**TÂCHE 1**
Reproduisez à l'identique le passage de la chronique sur l'album Cosmo’s Factory qui débute aux mots « Ce disque est » et s'arrête après « et en Angleterre). ».

**TEXTE DE LA PAGE**
"""

(sortie USA – juillet 1970 ; Fantasy)
Ce disque est le cinquième album sorti par Creedence Clearwater Revival, un groupe américain à la durée de vie relativement courte* (1968–1972), mais incroyablement prolifique (le groupe emmené par les frères Fogerty a enregistré sept albums studio en moins de cinq ans). Après avoir formé un premier groupe nommé The Blue Velvets, puis sorti une bonne demi-douzaine de singles sous le nom de The Golliwogs (dont le morceau « Fight Fire », disponible sur le troisième disque de la compilation Nuggets), le groupe opta pour le nom (improbable) de Creedence Clearwater Revival, et rencontra un succès foudroyant. De tous leurs albums, Cosmo’s Factory fut le plus populaire (numéro 1 des charts aux Etats-Unis et en Angleterre).
Le style du groupe, qui consiste en un mélange de Country, de Blues et de Rock’n’Roll, repose en grande partie sur les interactions entre les guitares (jouées par les deux frères Fogerty) : la guitare rythmique de Tom, qui aligne des séries d’accords cinglants, est un modèle de précision et d’énergie. La guitare solo, jouée par John (qui écrit la plupart des morceaux, et produit l’album), peut s’échapper dans des envolées efficaces et réjouissantes. A l’image de la basse (tenue par Stu Cook) qui, sans être un modèle de virtuosité ou d’imagination, procure à chaque chanson un relief spécifique, la batterie (de Doug Clifford) est solide et irréprochable. « Ramble Tamble », qui ouvre l’album, commence sur un riff de guitare énergique, suivi avec enthousiasme par le reste du groupe. Après quelques couplets chantés avec conviction par John Fogerty, la chanson laisse place à un passage instrumental de plusieurs minutes, avant de revenir aux bases du morceau.

"""

**TÂCHE 2**
Sélectionnez dans les enregistrements ci-dessous chaque ligne contenant la chaîne « wall », puis recopiez-la. La casse est significative.

**DONNÉES FOURNIES**
"""

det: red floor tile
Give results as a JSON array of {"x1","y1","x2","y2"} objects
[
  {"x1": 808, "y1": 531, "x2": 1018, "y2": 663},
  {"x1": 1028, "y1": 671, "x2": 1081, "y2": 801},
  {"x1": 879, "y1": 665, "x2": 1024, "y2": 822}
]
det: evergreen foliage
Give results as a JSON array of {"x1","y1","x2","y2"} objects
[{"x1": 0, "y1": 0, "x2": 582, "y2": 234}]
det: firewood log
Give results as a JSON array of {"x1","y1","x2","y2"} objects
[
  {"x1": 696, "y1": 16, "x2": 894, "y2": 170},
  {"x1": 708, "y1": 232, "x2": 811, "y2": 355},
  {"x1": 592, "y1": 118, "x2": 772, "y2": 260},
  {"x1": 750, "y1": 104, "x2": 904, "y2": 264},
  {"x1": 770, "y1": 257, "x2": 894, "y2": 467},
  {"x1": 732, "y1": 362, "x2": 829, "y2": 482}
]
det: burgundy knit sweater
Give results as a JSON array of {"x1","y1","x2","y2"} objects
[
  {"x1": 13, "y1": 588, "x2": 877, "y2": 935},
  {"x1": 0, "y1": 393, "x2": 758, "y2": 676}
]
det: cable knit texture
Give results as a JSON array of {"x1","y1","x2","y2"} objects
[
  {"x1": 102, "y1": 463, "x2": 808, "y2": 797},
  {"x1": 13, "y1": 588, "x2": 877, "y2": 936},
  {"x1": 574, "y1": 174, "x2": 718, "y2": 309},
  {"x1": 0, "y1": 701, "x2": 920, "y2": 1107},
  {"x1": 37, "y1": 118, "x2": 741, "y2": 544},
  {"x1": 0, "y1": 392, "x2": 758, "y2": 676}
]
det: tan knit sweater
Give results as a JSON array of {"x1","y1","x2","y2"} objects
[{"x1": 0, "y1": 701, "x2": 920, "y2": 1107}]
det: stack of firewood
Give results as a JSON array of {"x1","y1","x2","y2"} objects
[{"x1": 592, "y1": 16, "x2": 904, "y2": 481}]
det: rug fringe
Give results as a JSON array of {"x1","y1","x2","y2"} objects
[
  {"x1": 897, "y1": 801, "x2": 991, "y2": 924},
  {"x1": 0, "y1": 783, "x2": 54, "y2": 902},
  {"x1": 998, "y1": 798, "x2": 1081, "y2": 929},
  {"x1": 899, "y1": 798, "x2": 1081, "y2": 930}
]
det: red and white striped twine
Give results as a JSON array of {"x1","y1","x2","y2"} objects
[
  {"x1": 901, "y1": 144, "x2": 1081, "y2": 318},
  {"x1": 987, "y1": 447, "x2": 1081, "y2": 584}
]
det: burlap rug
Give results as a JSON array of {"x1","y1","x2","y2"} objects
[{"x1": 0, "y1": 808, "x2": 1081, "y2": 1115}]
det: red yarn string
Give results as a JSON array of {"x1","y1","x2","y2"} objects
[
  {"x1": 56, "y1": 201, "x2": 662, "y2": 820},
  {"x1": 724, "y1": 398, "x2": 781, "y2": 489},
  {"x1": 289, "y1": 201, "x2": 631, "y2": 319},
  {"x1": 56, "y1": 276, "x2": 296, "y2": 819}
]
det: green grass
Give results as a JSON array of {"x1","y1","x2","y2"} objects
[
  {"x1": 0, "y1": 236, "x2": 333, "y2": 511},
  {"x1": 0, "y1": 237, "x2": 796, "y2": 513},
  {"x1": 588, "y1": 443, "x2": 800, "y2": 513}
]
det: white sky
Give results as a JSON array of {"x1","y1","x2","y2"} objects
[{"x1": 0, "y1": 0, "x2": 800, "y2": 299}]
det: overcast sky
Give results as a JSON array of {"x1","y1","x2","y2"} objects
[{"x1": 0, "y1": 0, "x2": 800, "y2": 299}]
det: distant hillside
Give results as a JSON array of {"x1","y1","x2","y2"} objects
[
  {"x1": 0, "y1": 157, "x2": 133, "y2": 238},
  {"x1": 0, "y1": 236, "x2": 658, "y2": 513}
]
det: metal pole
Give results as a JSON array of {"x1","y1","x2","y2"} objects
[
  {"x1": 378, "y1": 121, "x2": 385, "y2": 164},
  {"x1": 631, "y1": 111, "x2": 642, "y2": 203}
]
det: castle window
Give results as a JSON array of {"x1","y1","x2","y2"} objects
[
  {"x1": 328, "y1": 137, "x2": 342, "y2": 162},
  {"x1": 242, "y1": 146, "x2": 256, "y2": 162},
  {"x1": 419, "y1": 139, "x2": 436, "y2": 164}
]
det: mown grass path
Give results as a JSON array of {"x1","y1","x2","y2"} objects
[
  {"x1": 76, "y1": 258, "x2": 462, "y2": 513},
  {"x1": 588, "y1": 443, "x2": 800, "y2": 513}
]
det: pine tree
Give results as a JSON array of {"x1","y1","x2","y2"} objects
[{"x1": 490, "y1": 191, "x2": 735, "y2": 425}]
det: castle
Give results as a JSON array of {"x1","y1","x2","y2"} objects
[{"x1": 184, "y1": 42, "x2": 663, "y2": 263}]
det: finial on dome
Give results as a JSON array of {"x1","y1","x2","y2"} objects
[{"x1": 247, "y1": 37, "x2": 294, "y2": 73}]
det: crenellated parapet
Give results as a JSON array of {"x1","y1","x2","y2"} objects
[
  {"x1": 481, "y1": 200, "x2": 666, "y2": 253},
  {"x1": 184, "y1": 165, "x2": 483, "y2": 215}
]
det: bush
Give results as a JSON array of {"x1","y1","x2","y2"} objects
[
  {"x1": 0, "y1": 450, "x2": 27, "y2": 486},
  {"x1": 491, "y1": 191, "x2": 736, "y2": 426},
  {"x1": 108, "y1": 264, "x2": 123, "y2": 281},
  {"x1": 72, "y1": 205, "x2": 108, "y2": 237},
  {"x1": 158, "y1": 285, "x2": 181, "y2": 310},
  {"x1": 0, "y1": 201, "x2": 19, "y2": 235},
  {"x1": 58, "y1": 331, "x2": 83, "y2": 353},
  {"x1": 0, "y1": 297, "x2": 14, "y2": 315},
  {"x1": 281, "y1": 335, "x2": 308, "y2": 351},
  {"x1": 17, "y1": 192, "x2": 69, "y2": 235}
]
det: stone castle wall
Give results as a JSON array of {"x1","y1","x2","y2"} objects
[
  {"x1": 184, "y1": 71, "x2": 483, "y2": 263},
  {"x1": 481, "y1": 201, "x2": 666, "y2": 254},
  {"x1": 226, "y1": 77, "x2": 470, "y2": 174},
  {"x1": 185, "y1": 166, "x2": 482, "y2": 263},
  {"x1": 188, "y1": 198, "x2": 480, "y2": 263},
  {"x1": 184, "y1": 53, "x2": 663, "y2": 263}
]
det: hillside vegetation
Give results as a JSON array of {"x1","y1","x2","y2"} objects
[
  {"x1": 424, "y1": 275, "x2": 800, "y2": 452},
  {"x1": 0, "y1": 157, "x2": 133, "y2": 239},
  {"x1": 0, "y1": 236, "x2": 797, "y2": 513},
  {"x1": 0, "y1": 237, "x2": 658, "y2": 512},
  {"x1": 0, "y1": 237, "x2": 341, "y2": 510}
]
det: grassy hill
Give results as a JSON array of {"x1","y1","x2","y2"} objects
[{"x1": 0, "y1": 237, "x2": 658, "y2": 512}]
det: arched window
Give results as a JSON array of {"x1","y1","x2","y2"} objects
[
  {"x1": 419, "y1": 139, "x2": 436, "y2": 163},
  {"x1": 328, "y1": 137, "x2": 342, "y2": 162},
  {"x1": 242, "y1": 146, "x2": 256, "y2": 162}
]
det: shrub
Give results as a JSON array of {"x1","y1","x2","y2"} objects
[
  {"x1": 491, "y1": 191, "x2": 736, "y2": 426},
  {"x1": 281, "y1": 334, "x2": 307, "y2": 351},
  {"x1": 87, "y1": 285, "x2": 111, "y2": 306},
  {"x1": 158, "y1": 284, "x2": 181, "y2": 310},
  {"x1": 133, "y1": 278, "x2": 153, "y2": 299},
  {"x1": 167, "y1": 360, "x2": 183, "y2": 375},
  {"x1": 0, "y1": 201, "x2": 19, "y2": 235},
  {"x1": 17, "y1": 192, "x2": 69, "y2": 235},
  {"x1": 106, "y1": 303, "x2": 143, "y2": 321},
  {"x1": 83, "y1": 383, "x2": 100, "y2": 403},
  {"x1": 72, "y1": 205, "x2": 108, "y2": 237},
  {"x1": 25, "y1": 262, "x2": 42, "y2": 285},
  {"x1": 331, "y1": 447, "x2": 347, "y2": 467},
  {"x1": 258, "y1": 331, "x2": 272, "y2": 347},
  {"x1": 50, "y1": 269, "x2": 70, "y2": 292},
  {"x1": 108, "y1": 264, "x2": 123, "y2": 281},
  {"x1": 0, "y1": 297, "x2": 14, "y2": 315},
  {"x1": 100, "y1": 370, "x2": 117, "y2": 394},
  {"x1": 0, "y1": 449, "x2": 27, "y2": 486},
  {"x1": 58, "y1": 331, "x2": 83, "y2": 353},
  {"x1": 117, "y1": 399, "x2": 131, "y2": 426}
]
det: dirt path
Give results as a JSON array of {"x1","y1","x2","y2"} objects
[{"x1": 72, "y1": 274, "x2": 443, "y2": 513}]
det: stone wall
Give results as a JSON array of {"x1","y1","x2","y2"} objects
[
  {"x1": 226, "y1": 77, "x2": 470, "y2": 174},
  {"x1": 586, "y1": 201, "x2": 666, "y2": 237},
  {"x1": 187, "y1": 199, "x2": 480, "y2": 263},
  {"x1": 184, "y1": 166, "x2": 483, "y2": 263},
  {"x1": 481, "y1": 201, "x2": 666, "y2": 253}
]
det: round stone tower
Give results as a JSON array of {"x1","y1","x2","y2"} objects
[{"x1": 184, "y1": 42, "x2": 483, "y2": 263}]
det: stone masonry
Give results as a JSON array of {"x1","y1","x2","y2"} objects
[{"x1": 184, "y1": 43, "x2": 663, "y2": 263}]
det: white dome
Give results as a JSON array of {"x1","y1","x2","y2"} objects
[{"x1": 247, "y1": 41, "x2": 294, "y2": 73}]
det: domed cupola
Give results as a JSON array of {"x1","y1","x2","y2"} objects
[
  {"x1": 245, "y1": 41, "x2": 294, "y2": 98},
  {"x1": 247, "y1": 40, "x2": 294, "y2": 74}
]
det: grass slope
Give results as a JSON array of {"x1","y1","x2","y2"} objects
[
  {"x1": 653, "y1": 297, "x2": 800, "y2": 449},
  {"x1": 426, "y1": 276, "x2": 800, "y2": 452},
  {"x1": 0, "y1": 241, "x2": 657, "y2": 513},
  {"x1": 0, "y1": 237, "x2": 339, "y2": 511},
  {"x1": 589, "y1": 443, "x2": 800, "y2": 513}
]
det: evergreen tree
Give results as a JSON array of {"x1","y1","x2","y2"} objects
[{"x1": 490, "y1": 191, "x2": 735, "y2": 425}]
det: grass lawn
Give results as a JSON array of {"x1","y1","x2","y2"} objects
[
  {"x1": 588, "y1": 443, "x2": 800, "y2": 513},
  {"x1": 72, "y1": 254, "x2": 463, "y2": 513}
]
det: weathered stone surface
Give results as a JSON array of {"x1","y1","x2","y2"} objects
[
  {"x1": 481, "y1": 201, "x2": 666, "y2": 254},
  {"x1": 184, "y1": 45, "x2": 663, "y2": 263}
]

"""

**RÉSULTAT 1**
Ce disque est le cinquième album sorti par Creedence Clearwater Revival, un groupe américain à la durée de vie relativement courte* (1968–1972), mais incroyablement prolifique (le groupe emmené par les frères Fogerty a enregistré sept albums studio en moins de cinq ans). Après avoir formé un premier groupe nommé The Blue Velvets, puis sorti une bonne demi-douzaine de singles sous le nom de The Golliwogs (dont le morceau « Fight Fire », disponible sur le troisième disque de la compilation Nuggets), le groupe opta pour le nom (improbable) de Creedence Clearwater Revival, et rencontra un succès foudroyant. De tous leurs albums, Cosmo’s Factory fut le plus populaire (numéro 1 des charts aux Etats-Unis et en Angleterre).

**RÉSULTAT 2**
det: stone castle wall
det: stone wall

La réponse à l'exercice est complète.